## TEXTO DA PÁGINA
26 de agosto de 2020

Opinião – “Fojos” de Anabela Moreira e João Canijo


Sinopse

Castro Laboreiro, a terra mais a Norte de Portugal, é um lugar cujos montes terminam numa rua sem saída. Chamam-lhe o buraco do fim do mundo. Ali vivem lado a lado lobos e homens. Os lobos saem dos seus covis para atacarem livres as presas dos homens trancados nas suas tocas. Uns e outros armadilhados dentro do grande fojo que é a vida e de onde não se pode sair vivo.

Opinião por Artur Neves

Considerando a sinopse anterior e o poema inscrito no poster do filme (“Os homens são como o lobo,/Só lhes falta ter rabo,/Andam de dia e de noite,/Na figura do Diabo”), bem como que; “Fojo” é uma armadilha para captura de lobos, construída em pedra e representativa de uma manifestação cultural única a nível ibérico, da convivência nem sempre amistosa entre lobos e homens. Na minha genuína paixão cinéfila, sempre recetiva á desejada evolução do cinema português, pensei tratar-se de um documentário, sim mas, em que João Canijo, autor de algumas boas obras recentes, nos quisesse oferecer um drama na paisagem agreste do Alto Minho em que homens e lobos se comportassem uma vez como eles próprios e outra como o seu contrário, conjugando uma história documental sobre a dura vida das pessoas de Castro Laboreiro e Melgaço.

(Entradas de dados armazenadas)
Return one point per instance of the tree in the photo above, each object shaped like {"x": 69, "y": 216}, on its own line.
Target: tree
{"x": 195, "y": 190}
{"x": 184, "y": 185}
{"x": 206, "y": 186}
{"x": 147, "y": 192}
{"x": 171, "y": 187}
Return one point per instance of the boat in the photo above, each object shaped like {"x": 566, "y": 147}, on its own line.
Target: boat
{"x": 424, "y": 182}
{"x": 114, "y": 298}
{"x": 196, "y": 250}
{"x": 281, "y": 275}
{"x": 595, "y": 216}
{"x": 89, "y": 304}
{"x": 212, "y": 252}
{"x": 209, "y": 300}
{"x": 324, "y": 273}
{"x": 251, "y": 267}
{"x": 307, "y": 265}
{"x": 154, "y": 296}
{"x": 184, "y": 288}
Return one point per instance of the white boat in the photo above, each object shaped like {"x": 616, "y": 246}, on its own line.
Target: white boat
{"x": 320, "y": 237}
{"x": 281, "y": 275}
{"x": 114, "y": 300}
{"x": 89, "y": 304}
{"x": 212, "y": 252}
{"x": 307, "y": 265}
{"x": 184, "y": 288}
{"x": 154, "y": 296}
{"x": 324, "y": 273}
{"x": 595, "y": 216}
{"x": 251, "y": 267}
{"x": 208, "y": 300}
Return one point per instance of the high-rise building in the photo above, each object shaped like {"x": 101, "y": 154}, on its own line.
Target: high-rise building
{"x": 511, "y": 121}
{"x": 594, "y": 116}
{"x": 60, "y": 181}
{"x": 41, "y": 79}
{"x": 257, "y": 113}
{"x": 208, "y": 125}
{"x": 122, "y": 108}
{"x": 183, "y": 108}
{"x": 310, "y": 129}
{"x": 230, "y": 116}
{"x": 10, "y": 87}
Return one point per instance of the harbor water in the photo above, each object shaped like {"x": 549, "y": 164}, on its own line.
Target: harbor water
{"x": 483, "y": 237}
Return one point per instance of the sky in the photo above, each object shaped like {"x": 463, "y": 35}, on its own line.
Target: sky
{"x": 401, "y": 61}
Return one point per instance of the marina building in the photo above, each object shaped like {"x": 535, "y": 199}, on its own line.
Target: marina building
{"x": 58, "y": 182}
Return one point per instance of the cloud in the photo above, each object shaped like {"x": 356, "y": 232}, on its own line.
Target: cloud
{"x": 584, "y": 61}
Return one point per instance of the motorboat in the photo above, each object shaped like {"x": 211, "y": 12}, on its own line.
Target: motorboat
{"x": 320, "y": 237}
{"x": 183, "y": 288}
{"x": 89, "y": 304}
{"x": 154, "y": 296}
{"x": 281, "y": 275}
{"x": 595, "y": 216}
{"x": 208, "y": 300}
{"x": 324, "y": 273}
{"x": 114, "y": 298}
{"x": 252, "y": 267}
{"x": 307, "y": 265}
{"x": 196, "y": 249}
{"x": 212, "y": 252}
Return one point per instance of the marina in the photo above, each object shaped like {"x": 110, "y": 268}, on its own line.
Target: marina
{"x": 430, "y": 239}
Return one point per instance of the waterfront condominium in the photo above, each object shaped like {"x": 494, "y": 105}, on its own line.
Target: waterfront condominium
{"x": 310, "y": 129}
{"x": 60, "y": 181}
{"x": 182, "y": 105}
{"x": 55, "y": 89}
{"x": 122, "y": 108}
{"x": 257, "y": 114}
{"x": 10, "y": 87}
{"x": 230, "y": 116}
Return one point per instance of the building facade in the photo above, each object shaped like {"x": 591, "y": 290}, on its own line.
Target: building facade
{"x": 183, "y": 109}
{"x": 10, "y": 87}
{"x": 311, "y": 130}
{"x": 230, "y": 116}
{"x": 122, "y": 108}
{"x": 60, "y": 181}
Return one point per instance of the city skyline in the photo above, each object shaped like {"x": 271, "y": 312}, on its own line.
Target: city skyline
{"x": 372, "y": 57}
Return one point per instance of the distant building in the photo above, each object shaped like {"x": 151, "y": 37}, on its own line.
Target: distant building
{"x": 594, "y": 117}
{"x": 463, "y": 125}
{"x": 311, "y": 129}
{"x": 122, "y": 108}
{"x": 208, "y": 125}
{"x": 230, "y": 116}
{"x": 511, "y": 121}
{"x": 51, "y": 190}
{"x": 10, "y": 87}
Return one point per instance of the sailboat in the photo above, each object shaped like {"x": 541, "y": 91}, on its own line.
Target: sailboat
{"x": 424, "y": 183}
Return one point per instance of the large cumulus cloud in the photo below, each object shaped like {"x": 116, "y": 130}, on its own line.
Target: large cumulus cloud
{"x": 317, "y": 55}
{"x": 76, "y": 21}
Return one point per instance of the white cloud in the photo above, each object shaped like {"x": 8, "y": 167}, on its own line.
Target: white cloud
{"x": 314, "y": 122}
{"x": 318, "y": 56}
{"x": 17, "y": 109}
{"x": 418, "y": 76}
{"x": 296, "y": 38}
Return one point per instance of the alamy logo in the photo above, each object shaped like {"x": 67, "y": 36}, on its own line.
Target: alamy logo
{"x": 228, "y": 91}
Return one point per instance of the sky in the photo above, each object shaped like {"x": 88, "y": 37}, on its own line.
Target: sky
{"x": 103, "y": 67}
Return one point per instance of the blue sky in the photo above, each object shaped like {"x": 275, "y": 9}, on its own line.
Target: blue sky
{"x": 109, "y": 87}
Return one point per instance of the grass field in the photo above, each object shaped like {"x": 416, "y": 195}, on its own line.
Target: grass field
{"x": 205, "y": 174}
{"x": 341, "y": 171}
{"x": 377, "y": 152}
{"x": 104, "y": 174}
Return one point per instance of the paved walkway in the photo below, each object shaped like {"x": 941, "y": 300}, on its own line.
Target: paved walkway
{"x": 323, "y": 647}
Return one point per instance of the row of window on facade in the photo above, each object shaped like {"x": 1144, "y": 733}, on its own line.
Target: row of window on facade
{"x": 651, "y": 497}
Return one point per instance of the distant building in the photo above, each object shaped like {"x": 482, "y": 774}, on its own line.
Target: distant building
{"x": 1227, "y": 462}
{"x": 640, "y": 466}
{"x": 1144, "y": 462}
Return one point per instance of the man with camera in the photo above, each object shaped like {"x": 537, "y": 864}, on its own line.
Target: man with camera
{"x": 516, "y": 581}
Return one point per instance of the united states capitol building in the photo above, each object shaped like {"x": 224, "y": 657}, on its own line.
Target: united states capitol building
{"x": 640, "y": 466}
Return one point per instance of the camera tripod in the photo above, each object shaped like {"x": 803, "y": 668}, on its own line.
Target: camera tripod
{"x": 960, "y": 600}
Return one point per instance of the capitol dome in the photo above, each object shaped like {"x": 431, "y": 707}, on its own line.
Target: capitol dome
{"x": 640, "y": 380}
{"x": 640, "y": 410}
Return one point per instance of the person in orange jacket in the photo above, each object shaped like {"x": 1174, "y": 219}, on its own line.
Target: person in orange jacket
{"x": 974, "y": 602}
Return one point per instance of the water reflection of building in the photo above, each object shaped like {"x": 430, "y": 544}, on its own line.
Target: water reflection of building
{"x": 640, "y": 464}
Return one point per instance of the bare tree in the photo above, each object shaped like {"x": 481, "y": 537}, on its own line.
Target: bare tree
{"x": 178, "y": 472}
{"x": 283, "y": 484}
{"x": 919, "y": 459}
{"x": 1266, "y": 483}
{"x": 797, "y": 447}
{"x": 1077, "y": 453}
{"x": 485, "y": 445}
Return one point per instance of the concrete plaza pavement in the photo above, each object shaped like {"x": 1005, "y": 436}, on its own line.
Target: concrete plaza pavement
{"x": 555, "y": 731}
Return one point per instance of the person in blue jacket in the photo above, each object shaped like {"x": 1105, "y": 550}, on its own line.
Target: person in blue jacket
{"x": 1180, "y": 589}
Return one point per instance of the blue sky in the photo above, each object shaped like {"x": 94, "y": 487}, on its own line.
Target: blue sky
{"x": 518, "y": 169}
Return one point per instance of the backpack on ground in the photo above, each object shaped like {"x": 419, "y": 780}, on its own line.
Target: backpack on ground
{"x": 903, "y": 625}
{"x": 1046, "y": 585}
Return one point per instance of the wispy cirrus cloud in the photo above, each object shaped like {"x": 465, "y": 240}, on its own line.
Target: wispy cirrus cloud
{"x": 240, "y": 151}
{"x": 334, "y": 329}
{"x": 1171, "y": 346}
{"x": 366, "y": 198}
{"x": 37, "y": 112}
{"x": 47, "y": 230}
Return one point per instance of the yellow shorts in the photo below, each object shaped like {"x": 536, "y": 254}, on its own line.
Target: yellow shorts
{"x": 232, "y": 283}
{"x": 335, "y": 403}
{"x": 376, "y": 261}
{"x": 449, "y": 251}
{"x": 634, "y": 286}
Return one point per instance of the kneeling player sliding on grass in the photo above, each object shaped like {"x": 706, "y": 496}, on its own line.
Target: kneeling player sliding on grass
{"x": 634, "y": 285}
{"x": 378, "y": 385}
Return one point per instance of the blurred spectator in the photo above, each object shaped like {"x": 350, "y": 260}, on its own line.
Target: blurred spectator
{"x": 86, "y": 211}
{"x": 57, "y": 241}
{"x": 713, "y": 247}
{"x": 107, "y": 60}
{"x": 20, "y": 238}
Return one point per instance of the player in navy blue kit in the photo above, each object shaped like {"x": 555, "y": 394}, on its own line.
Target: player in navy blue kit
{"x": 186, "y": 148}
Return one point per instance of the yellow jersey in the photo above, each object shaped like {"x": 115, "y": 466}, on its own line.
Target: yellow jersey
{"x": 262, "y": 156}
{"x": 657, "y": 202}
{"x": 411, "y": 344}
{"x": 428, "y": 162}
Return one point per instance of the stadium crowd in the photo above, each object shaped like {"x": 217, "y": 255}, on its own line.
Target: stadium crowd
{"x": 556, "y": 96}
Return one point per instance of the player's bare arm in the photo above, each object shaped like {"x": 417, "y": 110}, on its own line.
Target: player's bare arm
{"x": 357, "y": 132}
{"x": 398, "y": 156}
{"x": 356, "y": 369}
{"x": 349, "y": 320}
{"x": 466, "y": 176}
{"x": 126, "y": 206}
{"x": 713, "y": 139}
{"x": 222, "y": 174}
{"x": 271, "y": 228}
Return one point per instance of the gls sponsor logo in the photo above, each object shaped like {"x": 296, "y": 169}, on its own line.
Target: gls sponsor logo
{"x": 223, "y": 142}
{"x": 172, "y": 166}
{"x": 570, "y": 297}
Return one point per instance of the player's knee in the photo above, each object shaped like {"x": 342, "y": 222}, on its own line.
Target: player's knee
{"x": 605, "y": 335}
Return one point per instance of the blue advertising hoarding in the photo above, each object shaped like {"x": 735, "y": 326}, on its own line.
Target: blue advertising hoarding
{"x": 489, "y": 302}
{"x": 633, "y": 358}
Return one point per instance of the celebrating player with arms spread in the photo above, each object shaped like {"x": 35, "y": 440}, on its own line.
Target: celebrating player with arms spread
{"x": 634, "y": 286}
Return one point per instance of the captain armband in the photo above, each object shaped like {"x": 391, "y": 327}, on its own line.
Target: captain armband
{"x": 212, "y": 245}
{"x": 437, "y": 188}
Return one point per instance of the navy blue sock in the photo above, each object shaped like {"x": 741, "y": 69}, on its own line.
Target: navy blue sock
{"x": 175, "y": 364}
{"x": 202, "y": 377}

## TAREFA PROPOSTA A
No texto sobre o filme, o que é um "fojo"?
## TAREFA PROPOSTA B
Resuma o texto sobre o filme em duas frases.
## TAREFA PROPOSTA C
Extraia do texto sobre o filme o trecho que começa em "Considerando a sinopse" e termina em "Laboreiro e Melgaço.".
Baseie-se somente no texto sobre o filme.

## RESPOSTA A
Uma armadilha para captura de lobos, construída em pedra.

## RESPOSTA B
O texto apresenta a sinopse de "Fojos", de Anabela Moreira e João Canijo, que descreve Castro Laboreiro, a terra mais a Norte de Portugal, onde lobos e homens vivem lado a lado. Na opinião que se segue, Artur Neves explica que um fojo é uma armadilha de pedra para captura de lobos e conta que esperava um documentário com um drama sobre homens e lobos na paisagem agreste do Alto Minho.

## RESPOSTA C
Considerando a sinopse anterior e o poema inscrito no poster do filme (“Os homens são como o lobo,/Só lhes falta ter rabo,/Andam de dia e de noite,/Na figura do Diabo”), bem como que; “Fojo” é uma armadilha para captura de lobos, construída em pedra e representativa de uma manifestação cultural única a nível ibérico, da convivência nem sempre amistosa entre lobos e homens. Na minha genuína paixão cinéfila, sempre recetiva á desejada evolução do cinema português, pensei tratar-se de um documentário, sim mas, em que João Canijo, autor de algumas boas obras recentes, nos quisesse oferecer um drama na paisagem agreste do Alto Minho em que homens e lobos se comportassem uma vez como eles próprios e outra como o seu contrário, conjugando uma história documental sobre a dura vida das pessoas de Castro Laboreiro e Melgaço.